Your goal
Which lines in the listing below contain "jersey"? Copy each of them.

Given records
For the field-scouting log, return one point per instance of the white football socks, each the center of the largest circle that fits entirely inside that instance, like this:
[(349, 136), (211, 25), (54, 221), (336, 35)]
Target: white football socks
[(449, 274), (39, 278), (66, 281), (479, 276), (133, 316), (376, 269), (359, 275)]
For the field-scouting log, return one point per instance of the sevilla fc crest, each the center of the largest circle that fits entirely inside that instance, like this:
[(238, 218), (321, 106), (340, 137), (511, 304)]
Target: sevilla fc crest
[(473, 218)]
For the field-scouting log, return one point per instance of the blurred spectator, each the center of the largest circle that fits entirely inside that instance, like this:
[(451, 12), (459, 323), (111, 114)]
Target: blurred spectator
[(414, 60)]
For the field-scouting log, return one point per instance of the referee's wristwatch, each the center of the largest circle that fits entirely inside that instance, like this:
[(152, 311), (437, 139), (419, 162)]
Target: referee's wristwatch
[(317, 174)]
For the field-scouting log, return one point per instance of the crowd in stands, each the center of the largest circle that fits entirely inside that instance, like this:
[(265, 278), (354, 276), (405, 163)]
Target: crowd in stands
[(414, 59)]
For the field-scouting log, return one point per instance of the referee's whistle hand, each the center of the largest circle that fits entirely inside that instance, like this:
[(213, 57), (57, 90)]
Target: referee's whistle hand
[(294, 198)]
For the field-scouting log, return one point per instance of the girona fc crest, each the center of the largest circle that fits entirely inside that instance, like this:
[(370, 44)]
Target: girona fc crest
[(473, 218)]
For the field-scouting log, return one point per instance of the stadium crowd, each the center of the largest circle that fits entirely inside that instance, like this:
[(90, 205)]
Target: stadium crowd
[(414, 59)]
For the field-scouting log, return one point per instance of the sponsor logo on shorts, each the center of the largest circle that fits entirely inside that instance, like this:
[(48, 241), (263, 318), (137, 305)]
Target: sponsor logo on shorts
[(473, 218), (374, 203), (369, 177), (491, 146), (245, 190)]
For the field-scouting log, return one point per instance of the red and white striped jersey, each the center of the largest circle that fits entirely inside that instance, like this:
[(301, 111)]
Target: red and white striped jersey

Your response
For the field-scouting log, return one point per instance of the red and white striped jersey, each the center of the largest circle that fits entirely inside that instance, like this:
Target: red and white striped jersey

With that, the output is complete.